_WHAT YOU NEED TO DO_
I would like every entry below written out exactly.

_DATA EXCERPTS_
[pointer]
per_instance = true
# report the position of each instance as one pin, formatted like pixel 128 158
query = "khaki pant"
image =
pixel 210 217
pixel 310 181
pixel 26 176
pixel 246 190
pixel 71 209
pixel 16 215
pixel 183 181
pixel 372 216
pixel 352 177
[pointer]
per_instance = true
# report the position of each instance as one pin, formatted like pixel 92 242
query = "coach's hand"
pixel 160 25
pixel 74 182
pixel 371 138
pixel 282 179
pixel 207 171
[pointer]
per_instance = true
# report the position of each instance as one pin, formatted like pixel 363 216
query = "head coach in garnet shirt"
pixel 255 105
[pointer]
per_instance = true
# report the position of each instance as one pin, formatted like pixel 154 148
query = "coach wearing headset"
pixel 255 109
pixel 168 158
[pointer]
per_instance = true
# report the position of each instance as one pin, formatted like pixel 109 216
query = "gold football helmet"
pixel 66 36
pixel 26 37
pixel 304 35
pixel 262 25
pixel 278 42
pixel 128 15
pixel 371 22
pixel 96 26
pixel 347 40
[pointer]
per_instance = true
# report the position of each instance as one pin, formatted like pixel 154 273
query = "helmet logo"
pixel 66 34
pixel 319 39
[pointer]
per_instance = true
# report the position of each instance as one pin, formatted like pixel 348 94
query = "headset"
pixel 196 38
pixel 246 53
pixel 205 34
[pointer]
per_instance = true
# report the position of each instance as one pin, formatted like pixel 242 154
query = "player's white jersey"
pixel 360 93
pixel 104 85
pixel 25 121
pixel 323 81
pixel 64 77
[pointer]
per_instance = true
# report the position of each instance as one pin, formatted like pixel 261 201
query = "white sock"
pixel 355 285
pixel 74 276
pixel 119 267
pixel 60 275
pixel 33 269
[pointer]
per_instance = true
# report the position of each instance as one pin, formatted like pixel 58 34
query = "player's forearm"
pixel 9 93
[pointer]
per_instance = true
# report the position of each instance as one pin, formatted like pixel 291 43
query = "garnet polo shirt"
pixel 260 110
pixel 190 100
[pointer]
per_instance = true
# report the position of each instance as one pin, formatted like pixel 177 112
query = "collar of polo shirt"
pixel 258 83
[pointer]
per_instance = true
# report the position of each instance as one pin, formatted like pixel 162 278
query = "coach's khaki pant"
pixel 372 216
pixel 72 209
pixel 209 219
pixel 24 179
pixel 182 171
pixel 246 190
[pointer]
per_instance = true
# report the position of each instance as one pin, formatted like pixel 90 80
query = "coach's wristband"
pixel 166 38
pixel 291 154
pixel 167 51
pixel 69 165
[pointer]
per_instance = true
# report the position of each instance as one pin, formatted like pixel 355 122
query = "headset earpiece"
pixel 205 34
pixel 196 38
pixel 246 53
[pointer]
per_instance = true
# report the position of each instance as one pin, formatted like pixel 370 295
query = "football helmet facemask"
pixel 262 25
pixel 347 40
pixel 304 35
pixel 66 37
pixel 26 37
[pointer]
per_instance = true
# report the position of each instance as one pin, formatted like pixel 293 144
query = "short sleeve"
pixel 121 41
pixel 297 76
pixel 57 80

_WORKED SOLUTION_
[pointer]
per_instance = true
# report the position of each instance as one pin, formatted like pixel 128 158
query = "khaki pant"
image =
pixel 210 217
pixel 310 181
pixel 26 176
pixel 246 190
pixel 71 209
pixel 16 215
pixel 183 181
pixel 372 216
pixel 352 177
[pointer]
per_instance = true
# report the position of each instance as one pin, formatted like pixel 92 242
query = "coach's hand"
pixel 160 25
pixel 74 182
pixel 371 138
pixel 282 179
pixel 207 171
[pointer]
per_instance = true
# report the position of each instance as one pin, formatted like pixel 363 216
query = "head coach in garnet shirt"
pixel 255 105
[pointer]
per_instance = true
# report the position of each instance as one pin, formatted like pixel 154 148
query = "coach wearing headset"
pixel 255 109
pixel 168 158
[pointer]
per_instance = true
# report the position of each instance as one pin, formatted like pixel 109 216
query = "gold football helmet"
pixel 66 36
pixel 26 37
pixel 304 35
pixel 262 25
pixel 278 42
pixel 128 15
pixel 371 22
pixel 96 26
pixel 347 40
[pointer]
per_instance = true
# report the position of each instance as one pin, formatted like pixel 154 273
query = "helmet logo"
pixel 66 34
pixel 319 39
[pointer]
per_instance = true
# report the position of each instance as one pin, formatted like pixel 348 94
query = "headset"
pixel 196 38
pixel 246 53
pixel 205 34
[pointer]
per_instance = true
# report the position of each instance as one pin, formatted like pixel 242 154
query = "player's white jersey"
pixel 360 93
pixel 104 85
pixel 25 121
pixel 323 81
pixel 64 77
[pointer]
per_instance = true
# report the position of each instance as one pin, formatted like pixel 261 201
query = "white sock"
pixel 355 285
pixel 74 276
pixel 119 267
pixel 60 275
pixel 33 269
[pointer]
per_instance = true
# report the position of each instance as one pin, formatted like pixel 58 34
query = "player's forearm"
pixel 9 93
[pointer]
per_instance = true
# report the position of each instance as one pin, formatted like pixel 291 43
query = "garnet polo shirt"
pixel 260 110
pixel 190 100
[pointer]
per_instance = true
# report the position of each instance as one pin, formatted like pixel 177 112
query = "collar of polo shirt"
pixel 258 83
[pointer]
per_instance = true
# report the position of each instance as one pin, formatted like pixel 162 278
query = "coach's khaki pant"
pixel 372 216
pixel 72 209
pixel 209 219
pixel 24 179
pixel 182 171
pixel 246 190
[pointer]
per_instance = true
# report the position of each instance as one pin, formatted like pixel 90 80
query = "coach's wristband"
pixel 166 38
pixel 291 154
pixel 167 51
pixel 69 165
[pointer]
per_instance = true
# report the position of each instance as one pin, formatted like pixel 355 122
query = "headset earpiece"
pixel 205 34
pixel 196 38
pixel 246 53
[pointer]
per_instance = true
# report the position of each instance as one pin, formatted like pixel 370 295
query = "football helmet facemask"
pixel 262 25
pixel 347 40
pixel 304 35
pixel 66 37
pixel 26 37
[pointer]
per_instance = true
# report the position of each instance as one pin, formatted like pixel 293 144
query = "short sleeve"
pixel 121 41
pixel 297 76
pixel 57 80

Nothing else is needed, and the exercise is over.